[Source records]
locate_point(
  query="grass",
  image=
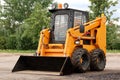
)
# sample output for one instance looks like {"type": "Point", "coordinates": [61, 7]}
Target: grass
{"type": "Point", "coordinates": [17, 51]}
{"type": "Point", "coordinates": [33, 51]}
{"type": "Point", "coordinates": [113, 51]}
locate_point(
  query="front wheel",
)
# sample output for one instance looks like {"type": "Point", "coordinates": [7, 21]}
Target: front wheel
{"type": "Point", "coordinates": [80, 59]}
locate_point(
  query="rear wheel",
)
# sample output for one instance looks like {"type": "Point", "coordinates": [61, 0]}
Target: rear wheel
{"type": "Point", "coordinates": [98, 60]}
{"type": "Point", "coordinates": [80, 60]}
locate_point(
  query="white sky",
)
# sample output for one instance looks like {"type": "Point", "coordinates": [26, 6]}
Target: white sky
{"type": "Point", "coordinates": [83, 5]}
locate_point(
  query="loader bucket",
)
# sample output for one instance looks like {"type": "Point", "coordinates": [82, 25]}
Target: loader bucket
{"type": "Point", "coordinates": [62, 65]}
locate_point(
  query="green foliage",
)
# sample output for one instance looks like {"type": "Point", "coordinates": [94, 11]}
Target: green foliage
{"type": "Point", "coordinates": [102, 6]}
{"type": "Point", "coordinates": [21, 22]}
{"type": "Point", "coordinates": [2, 42]}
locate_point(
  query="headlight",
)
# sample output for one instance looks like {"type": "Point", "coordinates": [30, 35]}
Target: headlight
{"type": "Point", "coordinates": [77, 42]}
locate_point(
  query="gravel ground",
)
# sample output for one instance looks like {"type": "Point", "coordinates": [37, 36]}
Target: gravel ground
{"type": "Point", "coordinates": [7, 62]}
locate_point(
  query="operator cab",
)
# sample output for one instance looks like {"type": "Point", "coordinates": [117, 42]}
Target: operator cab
{"type": "Point", "coordinates": [62, 20]}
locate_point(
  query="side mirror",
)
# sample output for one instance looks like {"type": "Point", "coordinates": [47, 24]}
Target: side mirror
{"type": "Point", "coordinates": [82, 28]}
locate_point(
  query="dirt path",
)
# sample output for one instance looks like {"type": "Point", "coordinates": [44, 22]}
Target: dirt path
{"type": "Point", "coordinates": [7, 61]}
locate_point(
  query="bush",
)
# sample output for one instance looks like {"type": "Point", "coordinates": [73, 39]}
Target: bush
{"type": "Point", "coordinates": [2, 42]}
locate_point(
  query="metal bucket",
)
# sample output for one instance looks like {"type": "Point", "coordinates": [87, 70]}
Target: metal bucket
{"type": "Point", "coordinates": [62, 65]}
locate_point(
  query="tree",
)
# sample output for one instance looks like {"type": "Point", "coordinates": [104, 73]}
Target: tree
{"type": "Point", "coordinates": [98, 7]}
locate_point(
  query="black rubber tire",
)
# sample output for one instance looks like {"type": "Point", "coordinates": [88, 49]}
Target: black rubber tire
{"type": "Point", "coordinates": [98, 60]}
{"type": "Point", "coordinates": [78, 54]}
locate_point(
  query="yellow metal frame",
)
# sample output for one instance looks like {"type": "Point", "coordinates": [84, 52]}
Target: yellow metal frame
{"type": "Point", "coordinates": [97, 29]}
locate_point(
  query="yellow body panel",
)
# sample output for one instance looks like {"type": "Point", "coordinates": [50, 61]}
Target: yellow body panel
{"type": "Point", "coordinates": [96, 38]}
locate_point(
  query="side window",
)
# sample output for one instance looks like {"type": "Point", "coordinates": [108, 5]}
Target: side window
{"type": "Point", "coordinates": [79, 18]}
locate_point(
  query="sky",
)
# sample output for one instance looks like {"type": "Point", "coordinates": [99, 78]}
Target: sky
{"type": "Point", "coordinates": [83, 5]}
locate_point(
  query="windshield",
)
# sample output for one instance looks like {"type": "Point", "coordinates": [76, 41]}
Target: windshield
{"type": "Point", "coordinates": [61, 25]}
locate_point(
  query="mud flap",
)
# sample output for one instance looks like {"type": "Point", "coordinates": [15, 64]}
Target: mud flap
{"type": "Point", "coordinates": [62, 65]}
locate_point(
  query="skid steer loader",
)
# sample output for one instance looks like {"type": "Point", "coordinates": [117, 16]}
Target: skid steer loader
{"type": "Point", "coordinates": [72, 43]}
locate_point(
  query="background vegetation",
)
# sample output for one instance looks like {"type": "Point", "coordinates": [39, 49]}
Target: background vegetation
{"type": "Point", "coordinates": [22, 20]}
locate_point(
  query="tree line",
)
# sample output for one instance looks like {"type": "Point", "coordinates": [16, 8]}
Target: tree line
{"type": "Point", "coordinates": [22, 20]}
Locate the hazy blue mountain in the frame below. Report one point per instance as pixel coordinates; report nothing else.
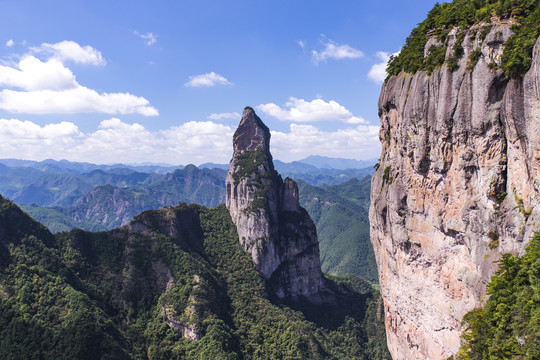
(340, 213)
(64, 166)
(324, 162)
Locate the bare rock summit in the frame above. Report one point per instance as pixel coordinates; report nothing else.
(272, 227)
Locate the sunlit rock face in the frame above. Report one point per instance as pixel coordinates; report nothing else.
(457, 186)
(272, 227)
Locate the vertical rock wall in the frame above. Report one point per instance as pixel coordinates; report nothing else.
(272, 227)
(456, 187)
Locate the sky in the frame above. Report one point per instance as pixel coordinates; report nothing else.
(166, 81)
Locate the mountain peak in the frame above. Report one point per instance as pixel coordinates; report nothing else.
(278, 234)
(252, 134)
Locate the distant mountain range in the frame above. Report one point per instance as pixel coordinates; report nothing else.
(323, 162)
(64, 195)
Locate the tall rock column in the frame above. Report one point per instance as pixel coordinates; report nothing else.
(272, 227)
(456, 187)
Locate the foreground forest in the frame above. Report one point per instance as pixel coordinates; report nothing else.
(174, 284)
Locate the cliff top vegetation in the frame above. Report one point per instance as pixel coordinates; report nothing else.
(517, 53)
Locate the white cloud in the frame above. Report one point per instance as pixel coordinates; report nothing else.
(192, 142)
(72, 101)
(34, 86)
(71, 51)
(149, 38)
(377, 73)
(33, 74)
(117, 141)
(333, 50)
(221, 116)
(304, 140)
(207, 80)
(299, 110)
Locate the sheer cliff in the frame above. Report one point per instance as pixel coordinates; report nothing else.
(457, 184)
(272, 227)
(173, 284)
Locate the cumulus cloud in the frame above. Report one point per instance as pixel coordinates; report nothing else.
(207, 80)
(377, 73)
(333, 50)
(72, 101)
(304, 140)
(149, 38)
(300, 110)
(117, 141)
(36, 86)
(221, 116)
(192, 142)
(32, 74)
(70, 51)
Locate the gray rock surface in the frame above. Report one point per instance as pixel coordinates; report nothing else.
(272, 227)
(457, 186)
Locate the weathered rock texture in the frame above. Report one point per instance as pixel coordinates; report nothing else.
(454, 144)
(272, 227)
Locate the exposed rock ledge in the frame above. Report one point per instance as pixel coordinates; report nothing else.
(457, 186)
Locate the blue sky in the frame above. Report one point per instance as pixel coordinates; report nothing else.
(165, 81)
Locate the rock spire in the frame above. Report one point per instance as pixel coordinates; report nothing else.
(272, 227)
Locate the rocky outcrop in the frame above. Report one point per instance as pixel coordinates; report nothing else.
(272, 227)
(457, 186)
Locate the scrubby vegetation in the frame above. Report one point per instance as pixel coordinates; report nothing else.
(508, 327)
(517, 54)
(341, 215)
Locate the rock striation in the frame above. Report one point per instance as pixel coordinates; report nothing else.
(272, 227)
(457, 186)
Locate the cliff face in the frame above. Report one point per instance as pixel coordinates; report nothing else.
(457, 186)
(272, 227)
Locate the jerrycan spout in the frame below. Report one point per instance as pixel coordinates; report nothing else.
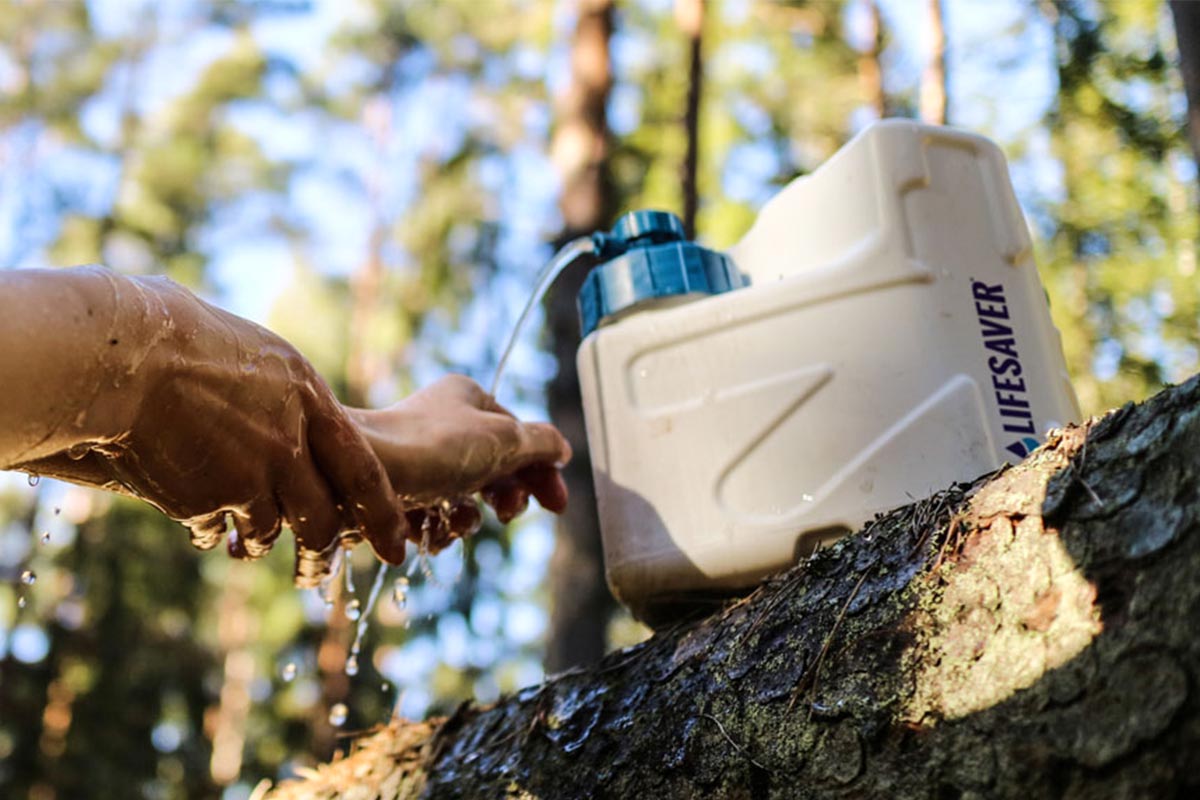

The task: Reproduce the data above line for line, excluding every picture.

Response area:
locate_point(
  query="grass",
  image=
)
# sample output for one instance looks like {"type": "Point", "coordinates": [61, 7]}
Target: grass
{"type": "Point", "coordinates": [17, 51]}
{"type": "Point", "coordinates": [33, 51]}
{"type": "Point", "coordinates": [113, 51]}
locate_point(
  query="front wheel",
)
# sample output for one instance looks like {"type": "Point", "coordinates": [7, 21]}
Target: front wheel
{"type": "Point", "coordinates": [80, 59]}
locate_point(
  query="rear wheel",
)
# sample output for one instance looks like {"type": "Point", "coordinates": [61, 0]}
Target: rear wheel
{"type": "Point", "coordinates": [98, 60]}
{"type": "Point", "coordinates": [80, 60]}
locate_point(
  query="white sky",
)
# sample output for one instance looks like {"type": "Point", "coordinates": [26, 6]}
Target: white sky
{"type": "Point", "coordinates": [83, 5]}
locate_point(
  query="loader bucket",
)
# sample output for one instance looks like {"type": "Point", "coordinates": [82, 25]}
Target: loader bucket
{"type": "Point", "coordinates": [62, 65]}
locate_point(
  query="green foliage",
)
# sample output for one instance looks like {"type": "Point", "coordinates": [94, 11]}
Target: green foliage
{"type": "Point", "coordinates": [102, 6]}
{"type": "Point", "coordinates": [21, 22]}
{"type": "Point", "coordinates": [2, 42]}
locate_point(
  query="headlight",
)
# sample output for one instance looks like {"type": "Point", "coordinates": [30, 35]}
Target: headlight
{"type": "Point", "coordinates": [77, 42]}
locate_point(
  query="gravel ground",
)
# sample output for one instance looks like {"type": "Point", "coordinates": [37, 36]}
Target: gravel ground
{"type": "Point", "coordinates": [7, 62]}
locate_point(
  query="operator cab",
)
# sample output for one instance looks like {"type": "Point", "coordinates": [117, 42]}
Target: operator cab
{"type": "Point", "coordinates": [62, 20]}
locate_point(
  query="side mirror",
)
# sample output for one instance looks like {"type": "Point", "coordinates": [47, 24]}
Target: side mirror
{"type": "Point", "coordinates": [82, 28]}
locate_point(
  query="dirt path",
)
# sample output for one instance looks like {"type": "Point", "coordinates": [44, 22]}
Target: dirt path
{"type": "Point", "coordinates": [7, 61]}
locate_point(
  query="bush",
)
# sample output for one instance looks like {"type": "Point", "coordinates": [73, 39]}
Target: bush
{"type": "Point", "coordinates": [2, 42]}
locate_point(
  query="metal bucket",
)
# sample output for one instance looks like {"type": "Point", "coordinates": [87, 70]}
Target: metal bucket
{"type": "Point", "coordinates": [62, 65]}
locate_point(
  query="tree",
)
# sample output for one instance looks like {"type": "Point", "coordinates": [104, 73]}
Target: tree
{"type": "Point", "coordinates": [98, 7]}
locate_point(
  query="black rubber tire",
)
# sample output for one instance looks like {"type": "Point", "coordinates": [88, 49]}
Target: black rubber tire
{"type": "Point", "coordinates": [98, 60]}
{"type": "Point", "coordinates": [78, 54]}
locate_point(
  query="yellow metal frame",
)
# sample output for one instance looks like {"type": "Point", "coordinates": [84, 52]}
Target: yellow metal frame
{"type": "Point", "coordinates": [97, 29]}
locate_point(
  query="yellow body panel",
)
# sample output for one instance looks like {"type": "Point", "coordinates": [50, 61]}
Target: yellow body panel
{"type": "Point", "coordinates": [96, 38]}
locate_point(
  query="side window",
)
# sample output for one instance looks like {"type": "Point", "coordinates": [108, 5]}
Target: side window
{"type": "Point", "coordinates": [79, 18]}
locate_point(
  query="sky",
)
# sample output for one instance looks like {"type": "Point", "coordinates": [99, 78]}
Target: sky
{"type": "Point", "coordinates": [83, 5]}
locate_point(
  query="windshield",
)
# sample output for one instance looks like {"type": "Point", "coordinates": [76, 41]}
Target: windshield
{"type": "Point", "coordinates": [61, 25]}
locate_point(
  query="mud flap",
)
# sample output for one instance looks like {"type": "Point", "coordinates": [15, 64]}
Target: mud flap
{"type": "Point", "coordinates": [62, 65]}
locate_point(
  query="skid steer loader",
)
# sample output for one instance looks like {"type": "Point", "coordinates": [117, 16]}
Target: skid steer loader
{"type": "Point", "coordinates": [72, 43]}
locate_point(
  query="background vegetation",
)
# sample output for one instance looks like {"type": "Point", "coordinates": [39, 49]}
Target: background vegetation
{"type": "Point", "coordinates": [22, 20]}
locate_point(
  query="tree line",
)
# sample output for one instance looks like {"type": "Point", "coordinates": [16, 8]}
Target: tree line
{"type": "Point", "coordinates": [22, 20]}
Locate the hazy blue mountain in the frame below. Report one point per instance as pixel coordinates; report nothing else.
(340, 213)
(64, 166)
(324, 162)
Locate the bare rock summit in the frame above. Report one point per instance as pixel coordinates; report nothing else.
(272, 227)
Locate the sunlit rock face in the frame above. Report one point per instance as pixel coordinates; report nothing else.
(457, 186)
(272, 227)
Locate the vertical rock wall in the frame above. Report one point per instance as pixel coordinates; report nothing else.
(272, 227)
(456, 187)
Locate the sky in the frame above. Report one point per instance as pixel coordinates; report nothing else.
(166, 81)
Locate the mountain peak in the frame above. Report one point per instance as pixel coordinates; report nothing else.
(278, 234)
(252, 134)
Locate the distant mountain range in the frame above. Report one point per instance as pixel coordinates; report nothing else.
(323, 162)
(64, 195)
Locate the tall rock column in the frame above. Report one point per instance as pixel coordinates; report nothing else.
(272, 227)
(456, 187)
Locate the foreground forest in the frame above. Report one point per instance as pixel coordinates; report nothing else.
(174, 284)
Locate the cliff top vegetation in the frame above. Report one point per instance as pixel coordinates; report nothing else.
(517, 53)
Locate the white cloud in the frame above. Report one point per instance as pixel coordinates; report nothing else.
(192, 142)
(72, 101)
(34, 86)
(71, 51)
(149, 38)
(377, 73)
(33, 74)
(117, 141)
(333, 50)
(221, 116)
(304, 140)
(207, 80)
(299, 110)
Locate the sheer cliff in the frame above. Report one point per instance as pixel coordinates; report nothing else.
(457, 184)
(272, 227)
(173, 284)
Locate the cumulus cloud in the frame above. Report one point per instance as pixel coordinates; report nothing else.
(207, 80)
(377, 73)
(333, 50)
(72, 101)
(304, 140)
(149, 38)
(300, 110)
(117, 141)
(36, 86)
(221, 116)
(192, 142)
(32, 74)
(70, 51)
Locate the gray rock surface in the frame above. Report one point per instance as pixel coordinates; report nothing else.
(272, 227)
(457, 186)
Locate the weathered rock texture in the frame above. Report one point per instance as pixel coordinates; report nothing else.
(454, 144)
(272, 227)
Locate the exposed rock ledge in the frame above. Report one point per instance as pixel coordinates; report nothing else.
(457, 186)
Locate the blue sky in the frame above. Report one point per instance as pixel coordinates; report nothing else.
(165, 81)
Locate the rock spire in the frame above. Report one point per instance as pixel coordinates; report nothing else.
(272, 227)
Locate the rocky outcrop in the frame above. Report one point per instance as pixel coordinates; report nothing else.
(272, 227)
(457, 186)
Locate the scrubby vegetation in the frame above. Report one point per instance as pixel coordinates; report nothing else.
(508, 327)
(517, 54)
(341, 215)
Locate the rock striation in the frame above. Report one point per instance as pixel coordinates; report nothing else.
(272, 227)
(457, 186)
Locate the cliff face in the frame above. Report one point per instance as pixel coordinates; report nothing else.
(457, 186)
(272, 227)
Locate the jerrycan spout in the frame below. Report one point per instance as pixel coordinates; report nothing else.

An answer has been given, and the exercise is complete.